**Reading passage:**
____________

Find grounding and safety: fear is a natural response which triggers our body into responding to danger. Finding ways to settle your body will move it out of its fight/flight response, helping you think and feel in a calmer way. Some ways to do this include deep breathing, yoga, aromatherapy, visualising a safe place from the past, doing art or walking in nature.

Breathing – you’re not going to breathe the problem away, but what it will do is send signals to your brain and body, communicating that you are safe. Then we can look at what’s going on rationally.

Ask yourself, what would happen if things went well. Think about what you would feel and what you would potentially receive from it. It might help to write these down.

  1. Remember, we’re good at adapting.

We really are the most capable, resourceful and resilient species that has ever lived on earth. History has shown that when change comes to humanity – either on the global level, like it’s happening now, or on the personal level – we’re really good at adapting. If we can remember that, it can help to actually mitigate the fear and anxiety we’re feeling. There is, and will be, pain. There will undoubtedly be an impact on our collective mental health, but there will also be some post-trying times resilience gained (we just can’t see or feel it yet because we’re still in the fire).

  1. No one gets there solo, call for backup.

____________

**Exercise requirements:**
1) From the passage on coping with fear, reproduce word for word the part that opens with the words containing "We really are" and closes with "in the fire).".
2) In the passage on coping with fear, what does breathing communicate when it sends signals to your brain and body?

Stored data
____________

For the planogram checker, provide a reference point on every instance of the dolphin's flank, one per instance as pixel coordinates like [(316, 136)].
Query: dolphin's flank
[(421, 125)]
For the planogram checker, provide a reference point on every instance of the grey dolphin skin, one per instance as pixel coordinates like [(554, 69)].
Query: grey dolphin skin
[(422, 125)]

____________

**Solutions to the exercise:**
1)
We really are the most capable, resourceful and resilient species that has ever lived on earth. History has shown that when change comes to humanity – either on the global level, like it’s happening now, or on the personal level – we’re really good at adapting. If we can remember that, it can help to actually mitigate the fear and anxiety we’re feeling. There is, and will be, pain. There will undoubtedly be an impact on our collective mental health, but there will also be some post-trying times resilience gained (we just can’t see or feel it yet because we’re still in the fire).

2) That you are safe.